Collected data
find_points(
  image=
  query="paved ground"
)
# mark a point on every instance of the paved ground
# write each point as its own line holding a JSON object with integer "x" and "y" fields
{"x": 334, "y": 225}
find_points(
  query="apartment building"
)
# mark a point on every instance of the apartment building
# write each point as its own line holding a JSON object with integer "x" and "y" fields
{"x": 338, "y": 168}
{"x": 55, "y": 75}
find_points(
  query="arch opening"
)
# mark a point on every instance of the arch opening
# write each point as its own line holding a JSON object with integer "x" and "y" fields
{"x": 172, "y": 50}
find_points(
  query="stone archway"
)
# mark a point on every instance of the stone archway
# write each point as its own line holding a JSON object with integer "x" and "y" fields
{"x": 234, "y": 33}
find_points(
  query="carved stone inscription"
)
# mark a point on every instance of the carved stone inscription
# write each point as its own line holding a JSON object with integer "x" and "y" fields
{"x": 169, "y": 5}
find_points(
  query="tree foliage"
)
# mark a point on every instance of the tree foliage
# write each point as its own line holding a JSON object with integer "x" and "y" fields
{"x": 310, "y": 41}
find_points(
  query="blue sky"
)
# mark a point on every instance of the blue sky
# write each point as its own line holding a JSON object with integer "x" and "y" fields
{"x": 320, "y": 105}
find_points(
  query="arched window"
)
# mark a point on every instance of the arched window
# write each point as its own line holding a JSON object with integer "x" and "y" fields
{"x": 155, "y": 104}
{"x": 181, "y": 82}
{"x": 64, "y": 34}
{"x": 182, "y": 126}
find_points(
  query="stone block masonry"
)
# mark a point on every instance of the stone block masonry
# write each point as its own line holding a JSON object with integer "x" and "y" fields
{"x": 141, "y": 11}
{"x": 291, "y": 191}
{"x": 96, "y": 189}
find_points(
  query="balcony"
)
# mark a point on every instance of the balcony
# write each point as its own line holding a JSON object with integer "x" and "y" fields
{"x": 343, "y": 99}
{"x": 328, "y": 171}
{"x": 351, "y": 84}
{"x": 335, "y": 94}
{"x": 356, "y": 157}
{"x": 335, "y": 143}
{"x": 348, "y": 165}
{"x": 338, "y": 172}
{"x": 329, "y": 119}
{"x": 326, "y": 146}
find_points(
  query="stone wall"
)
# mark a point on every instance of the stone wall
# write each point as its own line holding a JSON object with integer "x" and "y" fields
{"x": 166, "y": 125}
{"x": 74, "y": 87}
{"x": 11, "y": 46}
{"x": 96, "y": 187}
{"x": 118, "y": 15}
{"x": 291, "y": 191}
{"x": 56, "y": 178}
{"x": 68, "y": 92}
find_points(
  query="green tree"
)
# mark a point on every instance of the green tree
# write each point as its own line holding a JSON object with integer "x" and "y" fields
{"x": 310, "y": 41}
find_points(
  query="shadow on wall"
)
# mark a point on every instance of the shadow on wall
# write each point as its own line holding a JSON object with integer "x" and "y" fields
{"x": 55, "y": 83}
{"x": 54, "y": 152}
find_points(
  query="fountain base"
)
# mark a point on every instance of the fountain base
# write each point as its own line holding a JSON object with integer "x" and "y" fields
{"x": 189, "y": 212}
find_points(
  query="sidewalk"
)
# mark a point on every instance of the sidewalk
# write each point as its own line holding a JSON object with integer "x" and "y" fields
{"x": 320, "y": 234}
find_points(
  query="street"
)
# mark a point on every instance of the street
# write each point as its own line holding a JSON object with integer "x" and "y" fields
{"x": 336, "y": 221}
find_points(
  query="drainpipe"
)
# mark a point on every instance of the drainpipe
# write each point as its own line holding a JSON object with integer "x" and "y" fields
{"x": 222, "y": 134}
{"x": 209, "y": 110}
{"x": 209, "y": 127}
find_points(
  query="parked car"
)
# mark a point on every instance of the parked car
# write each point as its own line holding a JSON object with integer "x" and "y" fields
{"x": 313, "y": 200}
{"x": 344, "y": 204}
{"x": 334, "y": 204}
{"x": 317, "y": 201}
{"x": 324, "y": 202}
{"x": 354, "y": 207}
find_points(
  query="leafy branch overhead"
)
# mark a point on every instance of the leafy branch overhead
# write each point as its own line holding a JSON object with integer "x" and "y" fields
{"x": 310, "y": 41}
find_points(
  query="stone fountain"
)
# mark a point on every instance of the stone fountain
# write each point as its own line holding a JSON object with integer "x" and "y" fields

--- What you are asked to do ---
The lines to copy are those above that contain "balcony".

--- Response for this exercise ---
  query="balcony"
# mark a point on every instance of the balcony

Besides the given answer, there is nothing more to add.